Your goal » Locate every line in the items below that contains the word "sunglasses". Copy each of those lines.

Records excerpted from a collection
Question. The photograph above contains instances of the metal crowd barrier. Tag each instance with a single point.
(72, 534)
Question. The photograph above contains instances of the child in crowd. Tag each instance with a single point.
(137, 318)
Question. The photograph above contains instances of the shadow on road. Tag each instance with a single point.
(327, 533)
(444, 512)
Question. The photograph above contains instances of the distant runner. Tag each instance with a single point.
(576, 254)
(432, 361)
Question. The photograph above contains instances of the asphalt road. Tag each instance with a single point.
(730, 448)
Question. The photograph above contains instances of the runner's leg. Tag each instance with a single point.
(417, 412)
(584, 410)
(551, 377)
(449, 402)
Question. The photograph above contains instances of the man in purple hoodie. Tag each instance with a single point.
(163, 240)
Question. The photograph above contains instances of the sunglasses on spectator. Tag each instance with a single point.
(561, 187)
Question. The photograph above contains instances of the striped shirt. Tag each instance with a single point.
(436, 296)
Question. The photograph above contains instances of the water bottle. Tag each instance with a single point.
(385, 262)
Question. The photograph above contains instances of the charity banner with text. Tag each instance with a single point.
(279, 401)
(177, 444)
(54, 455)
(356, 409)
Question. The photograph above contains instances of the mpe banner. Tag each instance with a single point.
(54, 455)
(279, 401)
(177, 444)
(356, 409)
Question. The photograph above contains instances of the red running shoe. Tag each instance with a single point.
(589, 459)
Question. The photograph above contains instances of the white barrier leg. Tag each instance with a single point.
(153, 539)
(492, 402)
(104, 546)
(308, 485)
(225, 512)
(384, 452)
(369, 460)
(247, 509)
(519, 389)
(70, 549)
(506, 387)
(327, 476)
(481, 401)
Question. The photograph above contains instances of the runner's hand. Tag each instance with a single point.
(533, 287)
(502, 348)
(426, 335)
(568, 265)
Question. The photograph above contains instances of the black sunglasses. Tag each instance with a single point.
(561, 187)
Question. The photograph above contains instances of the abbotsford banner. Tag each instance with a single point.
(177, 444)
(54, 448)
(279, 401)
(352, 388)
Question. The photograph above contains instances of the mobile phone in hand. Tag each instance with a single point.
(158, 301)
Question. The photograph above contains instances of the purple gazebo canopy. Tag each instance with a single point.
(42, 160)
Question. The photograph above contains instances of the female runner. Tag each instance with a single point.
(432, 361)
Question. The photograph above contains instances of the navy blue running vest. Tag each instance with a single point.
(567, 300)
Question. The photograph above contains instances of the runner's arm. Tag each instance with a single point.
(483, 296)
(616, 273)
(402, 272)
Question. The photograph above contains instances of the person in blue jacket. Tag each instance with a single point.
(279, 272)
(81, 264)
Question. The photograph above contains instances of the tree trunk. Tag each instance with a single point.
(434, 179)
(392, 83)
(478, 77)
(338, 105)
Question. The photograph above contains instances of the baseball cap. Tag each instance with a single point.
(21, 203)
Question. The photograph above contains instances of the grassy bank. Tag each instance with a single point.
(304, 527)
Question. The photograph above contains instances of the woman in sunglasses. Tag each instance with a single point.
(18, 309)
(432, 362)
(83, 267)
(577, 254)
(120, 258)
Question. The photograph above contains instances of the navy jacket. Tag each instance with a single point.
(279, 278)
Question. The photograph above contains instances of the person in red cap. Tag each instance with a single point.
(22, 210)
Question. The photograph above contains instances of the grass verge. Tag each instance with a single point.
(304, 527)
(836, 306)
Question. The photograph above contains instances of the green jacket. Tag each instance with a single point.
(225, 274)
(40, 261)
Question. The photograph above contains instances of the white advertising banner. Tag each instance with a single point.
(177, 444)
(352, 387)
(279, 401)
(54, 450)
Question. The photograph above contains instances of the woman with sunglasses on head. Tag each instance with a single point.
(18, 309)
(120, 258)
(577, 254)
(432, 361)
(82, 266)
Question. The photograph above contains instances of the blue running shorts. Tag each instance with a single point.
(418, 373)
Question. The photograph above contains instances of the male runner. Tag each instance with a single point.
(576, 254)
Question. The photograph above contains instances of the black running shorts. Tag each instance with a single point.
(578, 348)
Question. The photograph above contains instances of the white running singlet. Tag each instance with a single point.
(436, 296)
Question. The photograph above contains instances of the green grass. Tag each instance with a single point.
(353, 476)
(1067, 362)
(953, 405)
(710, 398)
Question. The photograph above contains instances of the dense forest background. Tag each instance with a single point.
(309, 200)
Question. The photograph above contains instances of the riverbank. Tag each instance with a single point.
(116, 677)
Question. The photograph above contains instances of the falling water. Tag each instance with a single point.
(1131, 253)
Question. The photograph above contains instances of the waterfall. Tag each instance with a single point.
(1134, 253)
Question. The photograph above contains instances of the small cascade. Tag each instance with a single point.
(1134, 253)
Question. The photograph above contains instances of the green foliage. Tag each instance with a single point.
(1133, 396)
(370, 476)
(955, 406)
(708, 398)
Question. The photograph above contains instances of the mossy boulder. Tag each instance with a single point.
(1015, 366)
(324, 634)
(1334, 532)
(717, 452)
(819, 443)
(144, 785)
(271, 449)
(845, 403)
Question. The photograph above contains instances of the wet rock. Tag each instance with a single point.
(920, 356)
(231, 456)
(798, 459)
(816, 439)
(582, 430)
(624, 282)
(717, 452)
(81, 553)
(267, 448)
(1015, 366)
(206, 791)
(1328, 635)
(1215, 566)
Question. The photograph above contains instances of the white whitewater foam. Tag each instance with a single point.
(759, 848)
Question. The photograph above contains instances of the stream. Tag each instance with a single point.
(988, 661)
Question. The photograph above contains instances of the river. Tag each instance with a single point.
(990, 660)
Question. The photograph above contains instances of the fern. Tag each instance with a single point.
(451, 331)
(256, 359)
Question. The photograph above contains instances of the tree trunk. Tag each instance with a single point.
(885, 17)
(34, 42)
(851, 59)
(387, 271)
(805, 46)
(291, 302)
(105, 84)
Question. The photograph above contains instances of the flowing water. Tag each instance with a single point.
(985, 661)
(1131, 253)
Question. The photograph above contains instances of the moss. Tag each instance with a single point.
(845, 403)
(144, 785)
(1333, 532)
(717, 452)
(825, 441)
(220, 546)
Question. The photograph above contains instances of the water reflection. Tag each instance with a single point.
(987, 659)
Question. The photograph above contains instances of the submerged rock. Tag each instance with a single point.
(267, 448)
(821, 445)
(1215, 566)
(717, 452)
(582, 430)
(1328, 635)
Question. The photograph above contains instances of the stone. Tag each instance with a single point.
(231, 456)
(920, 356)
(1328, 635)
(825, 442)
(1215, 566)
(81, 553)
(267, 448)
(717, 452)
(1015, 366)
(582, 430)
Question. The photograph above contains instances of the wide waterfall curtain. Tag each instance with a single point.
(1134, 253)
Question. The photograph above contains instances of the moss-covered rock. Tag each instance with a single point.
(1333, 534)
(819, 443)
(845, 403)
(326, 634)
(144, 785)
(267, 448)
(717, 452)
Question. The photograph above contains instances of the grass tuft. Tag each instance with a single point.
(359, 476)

...

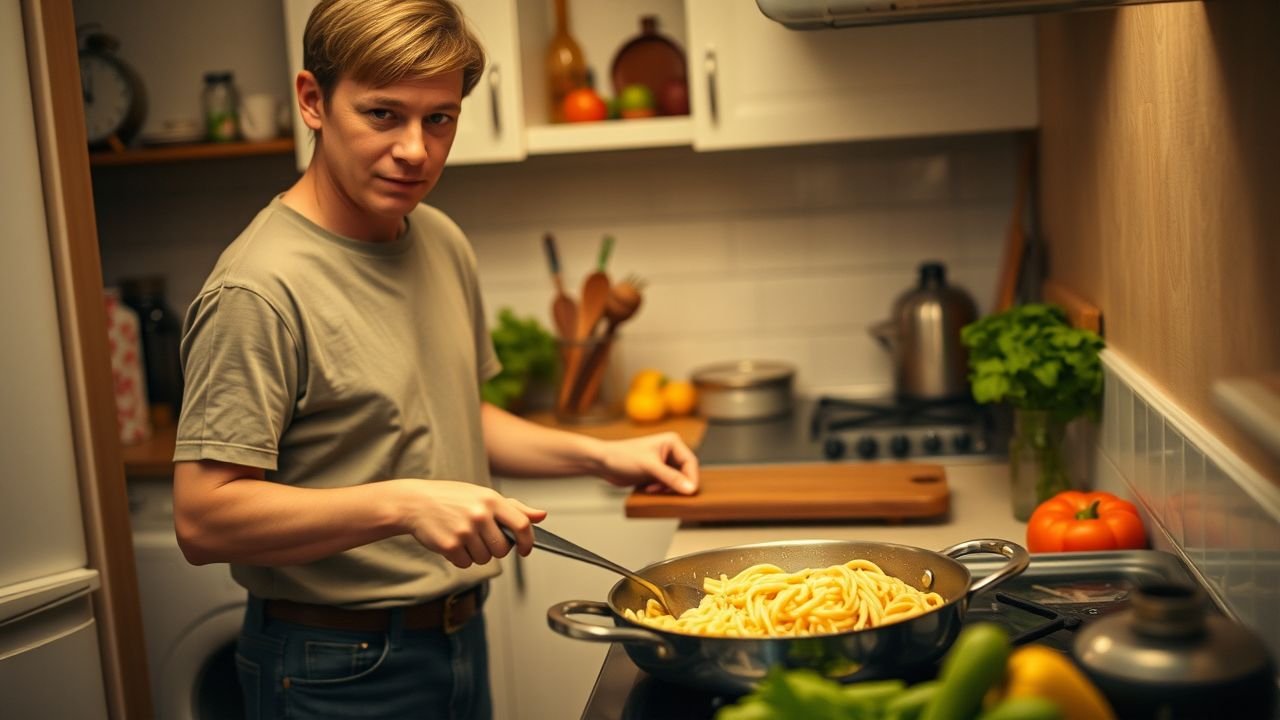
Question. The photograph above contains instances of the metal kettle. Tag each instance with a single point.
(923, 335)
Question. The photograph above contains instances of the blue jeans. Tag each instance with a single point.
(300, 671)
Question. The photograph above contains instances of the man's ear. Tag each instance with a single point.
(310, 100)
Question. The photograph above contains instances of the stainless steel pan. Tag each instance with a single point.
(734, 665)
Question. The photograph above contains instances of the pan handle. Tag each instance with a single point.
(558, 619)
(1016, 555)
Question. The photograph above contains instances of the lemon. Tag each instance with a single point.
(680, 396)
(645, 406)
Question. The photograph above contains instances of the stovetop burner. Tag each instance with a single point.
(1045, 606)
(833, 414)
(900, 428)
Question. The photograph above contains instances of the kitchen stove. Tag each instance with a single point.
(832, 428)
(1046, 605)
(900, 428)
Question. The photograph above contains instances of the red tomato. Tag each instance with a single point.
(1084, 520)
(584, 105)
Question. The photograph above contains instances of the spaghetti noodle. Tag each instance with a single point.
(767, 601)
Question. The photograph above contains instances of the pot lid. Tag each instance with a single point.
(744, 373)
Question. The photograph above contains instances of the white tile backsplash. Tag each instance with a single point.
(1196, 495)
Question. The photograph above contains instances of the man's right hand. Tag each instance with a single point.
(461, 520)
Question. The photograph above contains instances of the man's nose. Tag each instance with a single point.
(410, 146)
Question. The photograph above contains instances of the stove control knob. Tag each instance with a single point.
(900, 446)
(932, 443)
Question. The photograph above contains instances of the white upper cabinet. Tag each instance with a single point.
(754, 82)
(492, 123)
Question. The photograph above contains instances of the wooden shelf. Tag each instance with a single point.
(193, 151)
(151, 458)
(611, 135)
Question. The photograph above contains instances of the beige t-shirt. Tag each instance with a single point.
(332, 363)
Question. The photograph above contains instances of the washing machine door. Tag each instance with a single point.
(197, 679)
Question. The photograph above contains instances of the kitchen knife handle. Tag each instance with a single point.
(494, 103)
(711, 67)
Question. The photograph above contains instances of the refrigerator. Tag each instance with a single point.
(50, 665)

Exercise response »
Question. The photograph above contains instances of the sunglasses on spectator. Tag each instance with a single point.
Question. The photograph above contains instances of the black sunglasses. Tag each instance with a single point.
Question. The photograph above contains instances of the woman in sunglasses. Tag each instance with a single point.
Question. The photograph above contains instances of the woman with sunglasses on head. Tag each instance with a single point.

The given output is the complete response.